[Stored data entries]

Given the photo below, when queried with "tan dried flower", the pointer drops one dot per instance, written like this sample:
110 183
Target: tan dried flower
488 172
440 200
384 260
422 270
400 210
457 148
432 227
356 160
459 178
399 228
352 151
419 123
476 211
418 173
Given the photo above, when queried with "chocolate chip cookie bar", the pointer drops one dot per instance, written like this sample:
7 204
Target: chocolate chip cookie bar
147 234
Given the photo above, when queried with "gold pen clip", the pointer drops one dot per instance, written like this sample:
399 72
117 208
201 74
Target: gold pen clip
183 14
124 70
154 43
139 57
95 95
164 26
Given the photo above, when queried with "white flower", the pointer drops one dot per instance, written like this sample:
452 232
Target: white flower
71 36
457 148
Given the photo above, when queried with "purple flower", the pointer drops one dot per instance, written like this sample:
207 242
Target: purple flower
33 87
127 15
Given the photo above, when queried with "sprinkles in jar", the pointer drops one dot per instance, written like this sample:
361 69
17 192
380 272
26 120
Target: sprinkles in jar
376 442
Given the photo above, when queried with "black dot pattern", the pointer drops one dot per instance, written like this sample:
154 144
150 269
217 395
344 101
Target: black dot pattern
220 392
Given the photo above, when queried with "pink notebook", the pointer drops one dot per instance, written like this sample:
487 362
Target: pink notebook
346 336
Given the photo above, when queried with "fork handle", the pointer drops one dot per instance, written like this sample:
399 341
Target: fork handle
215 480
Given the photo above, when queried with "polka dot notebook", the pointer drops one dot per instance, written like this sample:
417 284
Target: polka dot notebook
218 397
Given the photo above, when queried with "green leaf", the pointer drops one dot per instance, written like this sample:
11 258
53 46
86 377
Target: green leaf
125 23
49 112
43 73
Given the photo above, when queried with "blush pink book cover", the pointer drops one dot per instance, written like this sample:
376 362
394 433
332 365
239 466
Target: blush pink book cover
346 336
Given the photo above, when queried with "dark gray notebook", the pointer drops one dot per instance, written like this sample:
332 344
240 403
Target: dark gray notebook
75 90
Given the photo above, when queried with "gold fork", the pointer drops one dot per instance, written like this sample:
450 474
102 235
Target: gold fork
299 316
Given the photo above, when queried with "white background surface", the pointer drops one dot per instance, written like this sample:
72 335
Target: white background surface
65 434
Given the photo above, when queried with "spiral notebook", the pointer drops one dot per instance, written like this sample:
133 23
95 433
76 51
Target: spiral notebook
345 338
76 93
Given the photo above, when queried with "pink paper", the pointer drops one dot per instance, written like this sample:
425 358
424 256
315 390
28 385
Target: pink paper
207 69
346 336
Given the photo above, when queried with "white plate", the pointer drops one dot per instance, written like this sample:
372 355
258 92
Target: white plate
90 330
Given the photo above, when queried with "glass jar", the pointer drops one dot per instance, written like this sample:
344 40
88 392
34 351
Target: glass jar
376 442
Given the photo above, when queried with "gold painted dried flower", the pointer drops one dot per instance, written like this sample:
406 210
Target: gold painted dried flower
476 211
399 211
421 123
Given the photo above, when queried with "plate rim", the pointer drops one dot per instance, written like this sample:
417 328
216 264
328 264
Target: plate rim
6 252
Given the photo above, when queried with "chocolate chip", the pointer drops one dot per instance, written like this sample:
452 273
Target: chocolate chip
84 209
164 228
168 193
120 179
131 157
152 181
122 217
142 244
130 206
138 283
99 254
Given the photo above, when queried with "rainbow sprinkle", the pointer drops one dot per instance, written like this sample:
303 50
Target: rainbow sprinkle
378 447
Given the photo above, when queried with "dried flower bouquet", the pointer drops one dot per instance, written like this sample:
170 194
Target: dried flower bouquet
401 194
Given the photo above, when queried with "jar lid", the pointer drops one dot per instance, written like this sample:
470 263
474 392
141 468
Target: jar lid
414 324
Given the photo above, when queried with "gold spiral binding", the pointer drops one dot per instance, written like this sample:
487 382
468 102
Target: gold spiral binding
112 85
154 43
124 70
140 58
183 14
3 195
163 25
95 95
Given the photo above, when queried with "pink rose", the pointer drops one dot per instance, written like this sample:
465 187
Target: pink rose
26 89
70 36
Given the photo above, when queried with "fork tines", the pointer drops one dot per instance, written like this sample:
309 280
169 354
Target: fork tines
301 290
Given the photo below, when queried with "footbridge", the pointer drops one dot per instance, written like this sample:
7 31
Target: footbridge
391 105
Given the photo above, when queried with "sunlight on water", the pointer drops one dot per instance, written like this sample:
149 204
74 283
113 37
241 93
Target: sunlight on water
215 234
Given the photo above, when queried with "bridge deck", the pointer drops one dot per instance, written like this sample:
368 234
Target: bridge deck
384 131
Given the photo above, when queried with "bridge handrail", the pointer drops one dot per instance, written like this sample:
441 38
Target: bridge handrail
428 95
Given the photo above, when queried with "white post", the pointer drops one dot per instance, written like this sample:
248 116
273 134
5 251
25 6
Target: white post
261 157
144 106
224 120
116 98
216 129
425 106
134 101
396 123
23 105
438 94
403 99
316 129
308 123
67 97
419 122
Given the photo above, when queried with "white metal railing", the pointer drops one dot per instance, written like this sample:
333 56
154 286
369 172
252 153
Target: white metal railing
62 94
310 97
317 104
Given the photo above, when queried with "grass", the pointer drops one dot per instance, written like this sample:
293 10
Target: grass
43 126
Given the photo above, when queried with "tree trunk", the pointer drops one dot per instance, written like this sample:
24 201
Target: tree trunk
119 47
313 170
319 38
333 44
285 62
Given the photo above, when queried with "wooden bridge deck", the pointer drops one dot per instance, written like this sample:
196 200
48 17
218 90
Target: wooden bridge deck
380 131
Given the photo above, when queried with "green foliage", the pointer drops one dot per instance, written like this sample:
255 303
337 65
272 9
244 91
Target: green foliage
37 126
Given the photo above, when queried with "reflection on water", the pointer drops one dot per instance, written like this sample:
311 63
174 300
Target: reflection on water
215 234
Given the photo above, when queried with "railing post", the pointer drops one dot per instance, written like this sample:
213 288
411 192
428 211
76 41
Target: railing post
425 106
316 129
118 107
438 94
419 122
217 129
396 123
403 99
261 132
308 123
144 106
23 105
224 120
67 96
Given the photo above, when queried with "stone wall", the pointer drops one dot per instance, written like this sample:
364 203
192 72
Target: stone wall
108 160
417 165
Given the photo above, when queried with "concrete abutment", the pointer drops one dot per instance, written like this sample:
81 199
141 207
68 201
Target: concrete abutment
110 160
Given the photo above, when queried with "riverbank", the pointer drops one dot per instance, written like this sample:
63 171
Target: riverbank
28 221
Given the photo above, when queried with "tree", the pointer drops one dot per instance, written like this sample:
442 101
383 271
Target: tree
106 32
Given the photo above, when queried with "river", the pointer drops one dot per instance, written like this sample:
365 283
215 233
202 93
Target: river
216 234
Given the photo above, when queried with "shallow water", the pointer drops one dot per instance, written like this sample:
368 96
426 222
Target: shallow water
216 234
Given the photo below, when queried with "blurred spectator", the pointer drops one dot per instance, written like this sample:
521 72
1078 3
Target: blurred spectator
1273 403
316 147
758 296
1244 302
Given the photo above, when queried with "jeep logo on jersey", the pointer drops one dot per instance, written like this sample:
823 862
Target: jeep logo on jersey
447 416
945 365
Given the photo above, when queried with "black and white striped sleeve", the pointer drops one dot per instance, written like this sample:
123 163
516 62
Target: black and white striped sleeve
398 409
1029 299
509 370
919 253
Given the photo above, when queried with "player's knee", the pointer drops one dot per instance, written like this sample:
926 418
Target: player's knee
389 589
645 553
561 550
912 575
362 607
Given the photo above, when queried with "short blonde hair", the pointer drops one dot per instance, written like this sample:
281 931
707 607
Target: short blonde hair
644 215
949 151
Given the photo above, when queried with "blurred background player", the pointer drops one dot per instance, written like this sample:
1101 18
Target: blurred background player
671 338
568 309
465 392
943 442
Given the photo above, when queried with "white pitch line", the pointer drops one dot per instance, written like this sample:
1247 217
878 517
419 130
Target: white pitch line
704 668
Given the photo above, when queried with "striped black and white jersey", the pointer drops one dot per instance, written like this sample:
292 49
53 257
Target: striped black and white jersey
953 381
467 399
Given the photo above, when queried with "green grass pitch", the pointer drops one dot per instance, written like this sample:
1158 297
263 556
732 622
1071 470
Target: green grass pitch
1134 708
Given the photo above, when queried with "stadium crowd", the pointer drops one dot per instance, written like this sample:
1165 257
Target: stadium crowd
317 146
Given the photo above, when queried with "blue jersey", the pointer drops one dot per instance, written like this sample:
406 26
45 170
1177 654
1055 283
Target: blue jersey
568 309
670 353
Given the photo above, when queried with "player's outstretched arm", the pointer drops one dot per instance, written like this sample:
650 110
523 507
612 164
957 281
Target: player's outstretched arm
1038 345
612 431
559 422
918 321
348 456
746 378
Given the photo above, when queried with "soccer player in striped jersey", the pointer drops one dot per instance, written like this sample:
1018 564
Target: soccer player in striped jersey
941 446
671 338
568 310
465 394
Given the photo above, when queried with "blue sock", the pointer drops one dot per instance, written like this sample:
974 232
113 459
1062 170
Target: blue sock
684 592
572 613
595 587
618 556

Task statement:
For the word "below", show every line of the entries that holds it.

Answer section:
Given the photo below, when queried with "tan dried flower", the pointer drops one dot per instance, written like this sample:
Given the photo below, when queried with "footbridge", the pointer drops one dot per instance, written like this sample:
Given the photo below, when queried with "blurred spectator", the pointer drops one dot per instance, written like this sample:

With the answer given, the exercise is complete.